* [Directive] Reproduce the stretch from "The pdf is compact" through "wargames out there." of the Age of Hannibal review below, word for word.
--- begin Text segment ---
Age of Hannibal is described as “Fast Play Battles of Antiquity,” which immediately gave me a shiver of doubt – rules that emphasise fast play have often fallen into one of two camps – not at all fast playing, or so simplified that there’s no flavour and thus a thoroughly unenjoyable game either way. I’m happy to relate that Age of Hannibal doesn’t fall into either of these categories, but actually does what it says on the tin. Me and a quickly-roped-in mate had a small battle using the rules to test the waters (no pics in this one I’m afraid, we used bases with unpainted minis stuck to them to play, and all rules deserve painted figures at the very least for proper battle reports), and both liked what we saw. I’ll mention bits of our game throughout the review.

 

The pdf is compact (41 pages, including the striking cover pictured above (which was painted by one of the other littlewarstvers), and including a 2 page QRS and some terrain / stratagem cards (more on those later). The rules themselves are based on Chipco’s Fantasy Rules! which was another thing that made me go hrrm for a second (regular readers will know of my dislike for fantasy and scifi wargaming), but Greg just uses the underlying system and mechanics (dutifully licensed from Chipco); the rules are at least as historical as other ancients wargames out there.
--- end Text segment ---
--- begin Data shown ---
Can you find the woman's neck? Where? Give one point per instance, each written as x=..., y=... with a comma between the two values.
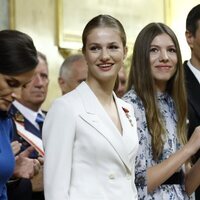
x=102, y=91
--- end Data shown ---
* [The response]
The pdf is compact (41 pages, including the striking cover pictured above (which was painted by one of the other littlewarstvers), and including a 2 page QRS and some terrain / stratagem cards (more on those later). The rules themselves are based on Chipco’s Fantasy Rules! which was another thing that made me go hrrm for a second (regular readers will know of my dislike for fantasy and scifi wargaming), but Greg just uses the underlying system and mechanics (dutifully licensed from Chipco); the rules are at least as historical as other ancients wargames out there.